Entries from an annotation dataset:
============================================================
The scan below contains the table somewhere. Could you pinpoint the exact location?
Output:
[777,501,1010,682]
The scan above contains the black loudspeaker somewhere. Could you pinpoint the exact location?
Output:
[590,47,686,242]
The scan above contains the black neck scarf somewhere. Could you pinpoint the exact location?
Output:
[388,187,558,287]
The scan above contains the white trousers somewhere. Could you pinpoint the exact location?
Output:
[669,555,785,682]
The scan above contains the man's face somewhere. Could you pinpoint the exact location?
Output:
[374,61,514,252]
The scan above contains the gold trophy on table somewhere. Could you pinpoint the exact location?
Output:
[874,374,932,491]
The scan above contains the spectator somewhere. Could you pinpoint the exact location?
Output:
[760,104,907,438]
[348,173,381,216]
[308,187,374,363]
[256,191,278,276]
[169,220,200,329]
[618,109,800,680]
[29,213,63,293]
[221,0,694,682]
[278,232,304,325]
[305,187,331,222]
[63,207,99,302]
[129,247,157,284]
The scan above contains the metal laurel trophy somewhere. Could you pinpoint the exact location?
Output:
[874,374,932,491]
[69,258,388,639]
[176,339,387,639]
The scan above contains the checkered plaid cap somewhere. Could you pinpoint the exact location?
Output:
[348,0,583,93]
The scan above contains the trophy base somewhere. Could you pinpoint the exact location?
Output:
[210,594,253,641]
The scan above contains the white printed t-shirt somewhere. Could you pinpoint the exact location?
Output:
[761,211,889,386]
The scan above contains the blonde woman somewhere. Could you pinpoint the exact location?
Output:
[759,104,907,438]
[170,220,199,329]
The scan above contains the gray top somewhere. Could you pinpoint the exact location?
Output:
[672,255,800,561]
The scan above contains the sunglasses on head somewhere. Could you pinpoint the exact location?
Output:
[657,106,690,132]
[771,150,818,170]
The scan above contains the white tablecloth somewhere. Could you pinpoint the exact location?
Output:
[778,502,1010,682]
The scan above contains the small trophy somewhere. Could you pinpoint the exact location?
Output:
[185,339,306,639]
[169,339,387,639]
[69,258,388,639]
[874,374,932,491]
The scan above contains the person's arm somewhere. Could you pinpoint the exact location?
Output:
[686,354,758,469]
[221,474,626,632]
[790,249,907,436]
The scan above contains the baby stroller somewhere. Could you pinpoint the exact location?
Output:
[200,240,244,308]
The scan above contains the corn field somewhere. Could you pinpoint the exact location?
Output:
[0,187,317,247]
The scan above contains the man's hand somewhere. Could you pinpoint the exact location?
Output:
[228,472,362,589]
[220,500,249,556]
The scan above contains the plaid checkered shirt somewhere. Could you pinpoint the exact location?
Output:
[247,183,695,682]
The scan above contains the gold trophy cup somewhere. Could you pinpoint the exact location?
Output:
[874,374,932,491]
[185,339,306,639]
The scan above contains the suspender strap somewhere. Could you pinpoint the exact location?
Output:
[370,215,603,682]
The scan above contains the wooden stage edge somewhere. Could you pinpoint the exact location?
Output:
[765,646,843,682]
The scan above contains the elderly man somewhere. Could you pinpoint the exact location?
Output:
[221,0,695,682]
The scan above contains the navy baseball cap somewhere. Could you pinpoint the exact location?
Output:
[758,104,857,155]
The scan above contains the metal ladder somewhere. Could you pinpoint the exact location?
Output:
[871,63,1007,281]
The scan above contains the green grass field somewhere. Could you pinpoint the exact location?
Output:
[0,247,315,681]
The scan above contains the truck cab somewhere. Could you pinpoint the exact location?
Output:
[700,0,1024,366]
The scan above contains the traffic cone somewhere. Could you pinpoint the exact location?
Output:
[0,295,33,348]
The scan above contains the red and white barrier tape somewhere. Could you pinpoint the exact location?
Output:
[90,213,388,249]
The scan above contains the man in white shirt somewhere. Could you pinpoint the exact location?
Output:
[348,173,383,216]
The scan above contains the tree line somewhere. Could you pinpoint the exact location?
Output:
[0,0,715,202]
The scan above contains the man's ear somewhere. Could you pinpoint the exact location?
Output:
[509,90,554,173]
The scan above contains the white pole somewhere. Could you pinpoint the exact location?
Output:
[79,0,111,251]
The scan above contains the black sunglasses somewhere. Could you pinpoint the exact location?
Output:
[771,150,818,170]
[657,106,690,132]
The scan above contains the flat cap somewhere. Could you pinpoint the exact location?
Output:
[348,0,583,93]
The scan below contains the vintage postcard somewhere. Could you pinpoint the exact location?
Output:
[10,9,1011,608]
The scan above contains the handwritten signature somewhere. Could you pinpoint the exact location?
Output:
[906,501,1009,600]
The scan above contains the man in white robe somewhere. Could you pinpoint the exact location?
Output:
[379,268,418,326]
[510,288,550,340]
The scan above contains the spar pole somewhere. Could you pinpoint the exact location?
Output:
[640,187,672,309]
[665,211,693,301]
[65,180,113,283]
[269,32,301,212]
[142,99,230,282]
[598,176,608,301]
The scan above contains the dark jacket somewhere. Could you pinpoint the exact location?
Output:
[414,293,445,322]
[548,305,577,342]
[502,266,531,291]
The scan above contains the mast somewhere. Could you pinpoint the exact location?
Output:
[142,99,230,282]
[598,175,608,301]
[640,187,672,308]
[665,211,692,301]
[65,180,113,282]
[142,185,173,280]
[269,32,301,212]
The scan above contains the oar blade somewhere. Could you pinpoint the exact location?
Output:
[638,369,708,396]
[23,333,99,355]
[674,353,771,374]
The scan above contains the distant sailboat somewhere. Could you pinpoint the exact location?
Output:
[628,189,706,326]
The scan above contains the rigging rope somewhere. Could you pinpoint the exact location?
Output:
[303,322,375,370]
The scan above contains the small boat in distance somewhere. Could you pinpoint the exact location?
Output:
============================================================
▶ BRIEF
Can you copy out every line of the listing above word for word?

▶ FINAL RESULT
The scan below contains the table somewhere. Could you pinpoint the exact location?
Output:
[777,501,1010,682]
The scan above contains the black loudspeaker somewhere. Could you pinpoint the exact location?
Output:
[590,47,686,242]
The scan above contains the black neck scarf somewhere. Could you pinpoint the exact location?
Output:
[388,187,558,287]
The scan above contains the white trousers somewhere. Could you pinpoint the exact location?
Output:
[669,555,785,682]
The scan above contains the man's face somewhere. Could you pinpoint the exact location?
Output:
[374,61,514,252]
The scan above contains the gold trophy on table somewhere. Could you pinpoint the exact location?
Output:
[874,374,932,491]
The scan above contains the spectator somewhere. Could you pinpoint the exact location?
Output:
[760,104,907,438]
[348,173,381,216]
[308,187,374,363]
[256,191,278,276]
[169,220,200,329]
[618,109,800,680]
[29,213,63,293]
[221,0,694,682]
[278,232,304,325]
[305,187,331,222]
[63,207,99,302]
[129,247,157,284]
The scan above contains the metal laurel trophy somewhere. Could you pinpoint the exact location?
Output:
[874,374,932,491]
[69,258,388,639]
[176,339,387,639]
The scan above contains the checkered plaid cap somewhere. Could you pinpoint the exact location?
Output:
[348,0,583,93]
The scan above contains the trophy base somewhere. Could you pinpoint the exact location?
Output:
[210,594,253,641]
The scan above contains the white printed t-shirt somewhere. Could you pinpoint the exact location?
Output:
[761,211,889,386]
The scan above contains the blonde woman somewhere. Could you pinpoint the exact location?
Output:
[759,104,907,438]
[170,220,199,329]
The scan above contains the gray top somewhere. Could you pinpoint the exact location?
Output:
[672,255,800,561]
The scan above contains the sunglasses on head somewhere. Could you pinpoint the exact location?
Output:
[657,106,690,132]
[771,150,818,170]
The scan above contains the white tablecloth somewhere. Could you pinpoint the exact location?
Output:
[778,502,1010,682]
The scan above contains the small trophy somewhere. Could you pinpoint the exact location?
Output:
[185,339,306,639]
[169,339,387,639]
[69,258,388,639]
[874,374,932,491]
The scan above contains the person's arm somewhere. Could you pinpoint the exact location?
Output:
[686,354,758,469]
[221,474,626,632]
[790,249,907,436]
The scan above contains the baby stroller somewhere. Could you pinpoint the exact location?
Output:
[200,240,244,308]
The scan above contains the corn field somewhere. Could you pinpoint the exact location?
Output:
[0,187,317,247]
The scan above contains the man's hand somewhere. Could you pinpoint the exact location?
Output:
[228,472,362,589]
[220,500,249,556]
The scan above contains the plaid checkered shirt somewhere. Could you pinpoint the exact location?
Output:
[247,183,695,682]
The scan above contains the gold trophy cup somewhere. Could you pinpoint the exact location?
Output:
[874,374,932,491]
[185,339,306,639]
The scan above contains the suspender strap somewhere. Could you pinpoint the exact location?
Output:
[370,215,603,682]
The scan above contains the wooden stage edge somewhere. Could you pinpoint the exact location?
Output:
[765,646,843,682]
The scan above contains the elderly man somewhere. Could you pinpoint the exact location?
Output:
[221,0,695,682]
The scan above contains the navy baseball cap somewhere. Could you pinpoint the exact location?
Output:
[758,104,857,155]
The scan above contains the metal ladder somewhere. Could you pinpoint the exact location?
Output:
[871,63,1007,281]
The scan above contains the green grass field somewhere. Could you pinpoint the exact location?
Output:
[0,247,315,681]
The scan above contains the truck cab somewhere. Could you pinpoint the exact location?
Output:
[700,0,1024,366]
The scan above contains the traffic cone somewhere. Could you pinpoint the exact location?
Output:
[0,295,33,348]
The scan above contains the red and white barrier tape somewhere. Could you pinpoint the exact location?
Output:
[90,213,388,249]
The scan above contains the man in white shirt somewhere. Could you pinpoint the exact location?
Output:
[348,173,383,216]
The scan above contains the tree line somewhere. Could you pinpoint the exact location?
Output:
[0,0,715,202]
The scan above contains the man's ear somewhere. Could you pinpoint the exact location?
Output:
[509,90,554,173]
The scan above contains the white pole somewhere. Could you pinpoint the exact location?
Output:
[79,0,111,251]
The scan above contains the black sunglasses somewhere. Could you pinpoint the exact location?
Output:
[771,150,818,170]
[657,106,690,132]
The scan above contains the flat cap somewhere. Could you pinpoint the exact location?
Output:
[348,0,583,93]
The scan below contains the vintage postcard somewhere. Could you pinpoint the exact location?
Output:
[10,9,1011,608]
The scan above contains the handwritten signature somewhere. Could you pinpoint the exact location?
Output:
[906,501,1009,600]
The scan above contains the man in white robe somewhere. Could you pinpoint the exact location?
Output:
[379,268,418,326]
[510,288,550,340]
The scan above contains the spar pole somewhere. Could you pinpoint the exact location?
Output:
[640,187,672,309]
[665,211,693,301]
[65,180,113,283]
[269,32,301,212]
[142,99,230,282]
[598,176,608,301]
The scan above contains the dark jacket somewhere. Could you pinpoint the exact location?
Output:
[414,293,445,322]
[548,305,577,342]
[502,266,531,291]
The scan above contains the mast somewhere. Could you pinpoint the exact location?
Output:
[142,99,230,282]
[598,175,608,301]
[640,187,672,308]
[665,211,692,301]
[65,180,113,282]
[142,185,173,280]
[269,32,301,212]
The scan above contains the oar blade somewhere. Could you pinpoint the exact location?
Output:
[638,369,708,396]
[23,333,99,355]
[674,353,771,374]
The scan above contains the distant sailboat somewhere. Could you pinpoint the exact location?
Output:
[628,189,706,326]
The scan above contains the rigging rope somewhere. Could you pinpoint the exact location?
Output:
[303,322,375,370]
The scan above contains the small boat in distance somewhere. Could you pinpoint the exact location?
Output:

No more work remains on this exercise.